| Page text |

------------------------------

Opinion Editorial | |
"Ecosystem Health" Common GroundH. Sterling BurnettH. Sterling Burnett is an environmental policy analyst with the National Center for Policy Analysis, a non-partisan, non-profit research and education institute. |
I'm still hoping, perhaps foolishly, that traditional environmentalists
(by that I mean the typical Audubon or Sierra Club member) will find common
ground with the classical liberals who call themselves free market environmentalists.
As a student of philosophy, I see areas where the two groups ought to be
close together. Whether this linkage will ever materialize, I don't know.

------------------------------

| Entries supplied |
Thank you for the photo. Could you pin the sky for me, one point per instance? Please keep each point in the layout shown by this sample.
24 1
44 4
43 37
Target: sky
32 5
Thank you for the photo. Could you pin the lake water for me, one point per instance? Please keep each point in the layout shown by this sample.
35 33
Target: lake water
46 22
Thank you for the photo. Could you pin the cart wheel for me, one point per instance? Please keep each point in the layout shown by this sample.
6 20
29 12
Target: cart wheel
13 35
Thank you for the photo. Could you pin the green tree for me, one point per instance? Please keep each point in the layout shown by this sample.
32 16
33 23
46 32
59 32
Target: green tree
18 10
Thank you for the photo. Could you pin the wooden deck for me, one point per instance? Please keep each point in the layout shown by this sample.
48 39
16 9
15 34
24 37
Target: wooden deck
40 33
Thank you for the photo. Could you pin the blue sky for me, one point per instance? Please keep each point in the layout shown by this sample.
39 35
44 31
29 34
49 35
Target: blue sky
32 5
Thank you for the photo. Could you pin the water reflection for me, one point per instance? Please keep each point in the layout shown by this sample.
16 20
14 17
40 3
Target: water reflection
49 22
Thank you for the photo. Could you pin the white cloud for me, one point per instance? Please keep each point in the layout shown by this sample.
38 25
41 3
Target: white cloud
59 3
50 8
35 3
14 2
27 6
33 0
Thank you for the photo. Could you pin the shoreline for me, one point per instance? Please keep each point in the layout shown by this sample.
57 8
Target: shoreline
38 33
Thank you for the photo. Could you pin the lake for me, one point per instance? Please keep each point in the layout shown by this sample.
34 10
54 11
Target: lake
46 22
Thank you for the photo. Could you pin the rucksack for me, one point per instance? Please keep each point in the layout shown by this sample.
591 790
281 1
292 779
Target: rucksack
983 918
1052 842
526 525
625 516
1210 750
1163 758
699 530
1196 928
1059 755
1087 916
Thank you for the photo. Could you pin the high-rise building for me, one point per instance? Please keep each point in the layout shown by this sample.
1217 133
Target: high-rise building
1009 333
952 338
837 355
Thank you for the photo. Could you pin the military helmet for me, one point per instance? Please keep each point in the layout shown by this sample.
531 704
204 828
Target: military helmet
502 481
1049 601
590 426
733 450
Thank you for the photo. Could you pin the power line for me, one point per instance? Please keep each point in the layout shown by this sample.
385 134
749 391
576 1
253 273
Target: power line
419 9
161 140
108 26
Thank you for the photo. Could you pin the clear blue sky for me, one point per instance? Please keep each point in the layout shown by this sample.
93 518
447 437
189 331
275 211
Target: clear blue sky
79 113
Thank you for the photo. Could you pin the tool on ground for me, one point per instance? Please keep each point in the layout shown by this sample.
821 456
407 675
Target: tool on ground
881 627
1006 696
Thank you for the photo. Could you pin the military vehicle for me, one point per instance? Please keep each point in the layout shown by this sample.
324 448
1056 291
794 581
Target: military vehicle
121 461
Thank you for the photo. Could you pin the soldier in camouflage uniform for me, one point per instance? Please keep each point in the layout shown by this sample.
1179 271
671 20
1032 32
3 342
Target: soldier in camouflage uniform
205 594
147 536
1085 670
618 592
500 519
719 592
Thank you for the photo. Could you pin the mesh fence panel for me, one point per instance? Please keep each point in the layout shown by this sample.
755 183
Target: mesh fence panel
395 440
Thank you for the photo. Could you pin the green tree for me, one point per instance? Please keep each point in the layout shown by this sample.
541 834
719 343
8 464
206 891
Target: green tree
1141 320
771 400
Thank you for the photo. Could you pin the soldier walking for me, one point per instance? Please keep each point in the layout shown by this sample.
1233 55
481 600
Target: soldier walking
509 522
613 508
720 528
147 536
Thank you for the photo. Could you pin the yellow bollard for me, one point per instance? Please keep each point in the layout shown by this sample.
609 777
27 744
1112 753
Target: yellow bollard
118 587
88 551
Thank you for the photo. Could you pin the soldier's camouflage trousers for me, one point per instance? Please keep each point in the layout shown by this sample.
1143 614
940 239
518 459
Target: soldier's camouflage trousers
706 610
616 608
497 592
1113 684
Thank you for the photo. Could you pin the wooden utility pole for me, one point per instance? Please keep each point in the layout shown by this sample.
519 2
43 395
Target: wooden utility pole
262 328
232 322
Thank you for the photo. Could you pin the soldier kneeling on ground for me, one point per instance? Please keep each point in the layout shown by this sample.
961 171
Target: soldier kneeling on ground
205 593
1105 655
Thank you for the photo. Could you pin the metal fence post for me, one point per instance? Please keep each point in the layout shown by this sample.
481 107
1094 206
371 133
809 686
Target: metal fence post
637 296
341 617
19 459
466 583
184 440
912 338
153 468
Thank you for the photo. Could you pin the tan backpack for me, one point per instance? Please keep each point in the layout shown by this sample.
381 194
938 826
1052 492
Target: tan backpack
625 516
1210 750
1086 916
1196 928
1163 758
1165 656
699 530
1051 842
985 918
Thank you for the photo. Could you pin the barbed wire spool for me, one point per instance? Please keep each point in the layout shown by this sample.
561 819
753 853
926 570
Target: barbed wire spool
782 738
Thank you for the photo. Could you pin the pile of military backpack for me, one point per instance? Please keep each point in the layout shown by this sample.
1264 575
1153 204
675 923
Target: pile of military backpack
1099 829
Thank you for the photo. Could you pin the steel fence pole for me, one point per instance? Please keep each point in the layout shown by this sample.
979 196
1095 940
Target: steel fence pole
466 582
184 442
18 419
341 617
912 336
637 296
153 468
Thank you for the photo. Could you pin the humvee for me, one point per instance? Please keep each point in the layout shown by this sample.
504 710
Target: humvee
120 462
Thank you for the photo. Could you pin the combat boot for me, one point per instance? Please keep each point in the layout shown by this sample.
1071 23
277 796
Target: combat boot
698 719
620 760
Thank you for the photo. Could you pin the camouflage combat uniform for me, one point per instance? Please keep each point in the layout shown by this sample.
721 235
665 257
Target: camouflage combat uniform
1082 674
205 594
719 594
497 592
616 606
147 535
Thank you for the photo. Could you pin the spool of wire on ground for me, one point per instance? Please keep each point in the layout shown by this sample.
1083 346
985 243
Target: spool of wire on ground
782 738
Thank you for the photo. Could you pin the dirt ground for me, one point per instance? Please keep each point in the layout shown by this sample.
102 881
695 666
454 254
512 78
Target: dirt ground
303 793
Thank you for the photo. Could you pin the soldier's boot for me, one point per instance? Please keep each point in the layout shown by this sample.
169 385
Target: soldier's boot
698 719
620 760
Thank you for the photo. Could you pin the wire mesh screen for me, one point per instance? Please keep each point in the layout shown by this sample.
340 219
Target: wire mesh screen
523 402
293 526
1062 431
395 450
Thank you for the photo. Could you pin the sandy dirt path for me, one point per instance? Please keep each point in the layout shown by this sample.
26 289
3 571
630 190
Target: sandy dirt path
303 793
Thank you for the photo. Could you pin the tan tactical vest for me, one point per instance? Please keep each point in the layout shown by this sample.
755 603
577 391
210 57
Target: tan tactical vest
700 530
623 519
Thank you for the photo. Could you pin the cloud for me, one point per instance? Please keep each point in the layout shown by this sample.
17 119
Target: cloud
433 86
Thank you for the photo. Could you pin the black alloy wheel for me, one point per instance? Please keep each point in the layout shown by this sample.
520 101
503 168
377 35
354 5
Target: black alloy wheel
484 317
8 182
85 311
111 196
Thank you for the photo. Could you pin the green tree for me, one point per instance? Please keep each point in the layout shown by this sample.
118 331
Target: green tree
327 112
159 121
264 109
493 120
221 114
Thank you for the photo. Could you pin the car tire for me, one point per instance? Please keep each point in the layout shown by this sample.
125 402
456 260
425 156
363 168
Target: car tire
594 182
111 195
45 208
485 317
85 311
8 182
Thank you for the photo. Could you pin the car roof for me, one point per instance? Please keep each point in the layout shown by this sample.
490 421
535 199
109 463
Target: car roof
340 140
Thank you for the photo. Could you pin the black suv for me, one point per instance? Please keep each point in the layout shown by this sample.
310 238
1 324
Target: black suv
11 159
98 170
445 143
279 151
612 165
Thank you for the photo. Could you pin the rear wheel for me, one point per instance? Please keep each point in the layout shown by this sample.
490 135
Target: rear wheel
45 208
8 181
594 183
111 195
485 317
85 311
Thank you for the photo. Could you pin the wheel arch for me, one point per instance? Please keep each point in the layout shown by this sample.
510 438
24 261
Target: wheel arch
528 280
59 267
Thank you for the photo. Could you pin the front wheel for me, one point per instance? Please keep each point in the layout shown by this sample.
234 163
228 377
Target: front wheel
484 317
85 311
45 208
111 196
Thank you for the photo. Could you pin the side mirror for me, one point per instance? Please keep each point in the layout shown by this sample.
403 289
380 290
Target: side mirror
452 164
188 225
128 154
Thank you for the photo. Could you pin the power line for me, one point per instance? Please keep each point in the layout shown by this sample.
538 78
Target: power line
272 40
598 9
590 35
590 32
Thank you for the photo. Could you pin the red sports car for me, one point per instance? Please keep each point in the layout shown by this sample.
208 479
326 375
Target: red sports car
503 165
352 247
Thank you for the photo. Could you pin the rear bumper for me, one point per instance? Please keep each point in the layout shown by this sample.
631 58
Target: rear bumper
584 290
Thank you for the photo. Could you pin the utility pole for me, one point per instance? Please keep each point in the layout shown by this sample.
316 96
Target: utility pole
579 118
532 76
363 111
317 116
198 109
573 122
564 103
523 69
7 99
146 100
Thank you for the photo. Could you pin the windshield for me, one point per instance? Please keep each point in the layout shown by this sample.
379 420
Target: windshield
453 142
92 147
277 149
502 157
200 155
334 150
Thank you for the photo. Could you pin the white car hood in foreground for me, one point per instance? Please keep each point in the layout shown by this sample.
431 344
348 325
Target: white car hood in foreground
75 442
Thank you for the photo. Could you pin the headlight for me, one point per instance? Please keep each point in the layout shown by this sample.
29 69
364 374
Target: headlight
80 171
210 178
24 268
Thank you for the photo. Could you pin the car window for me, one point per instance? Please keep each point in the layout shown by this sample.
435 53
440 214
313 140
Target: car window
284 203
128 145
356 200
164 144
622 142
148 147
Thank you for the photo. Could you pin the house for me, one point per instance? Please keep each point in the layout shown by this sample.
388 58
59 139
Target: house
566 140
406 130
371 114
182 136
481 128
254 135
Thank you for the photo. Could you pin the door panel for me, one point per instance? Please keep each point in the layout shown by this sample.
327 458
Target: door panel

------------------------------

| Required work |
a) Answer these from the ecosystem health editorial, one line each:
(i) Which two groups does the writer name as examples of traditional environmentalists?
(ii) What do the classical liberals mentioned in the text call themselves?
(iii) What organization is the writer an environmental policy analyst with?
b) Carry on the ecosystem health editorial from its last sentence.

| List of answers |
a)
(i) The Audubon Society and the Sierra Club (the typical member of either).
(ii) Free market environmentalists.
(iii) The National Center for Policy Analysis.

b)
But here's the argument. For years, traditional environmentalists have recognized the ineffectiveness
of many government policies. More recently, they have admitted a role for
property rights and markets by such things as undertaking "debt for
nature" swaps, bidding for timber contracts, and arguing for an end
to subsidized resource use. In actions at least, there is some common ground
with free market environmentalists. It seems to me that both camps can agree that the government has a duty
to prevent environmental changes that violate basic individual rights. For
example, when people's actions, such as polluting a river, cause wrongful
harms to downstream users, the law should intervene. Traditional environmentalists
see this as fair, and classical liberals see this as protecting rights. Beyond protection of rights lie morally right actions. Environmentalists
consider actions toward the environment as either morally right or wrong
because they either protect or harm the health of ecosystems. Arguably,
environmentalists have a role to play in informing individuals of morally
right actions. Okay, say the classical liberals. But since such actions go above and
beyond simple respect for individual rights, they must involve the exercise
of moral judgment and choice. Surely actions performed or prevented at gunpoint
or under threat of criminal sanction do not involve moral choice. Many environmentalists propose coercive pressure or restraint because
they fear that if we rely solely on moral persuasion or positive incentives
to protect the environment, some people will continue to purposefully destroy
it. But at this point we enter the realm of individual preferences and personal
values. Environmentalists value ecosystems in minimally humanaltered conditions.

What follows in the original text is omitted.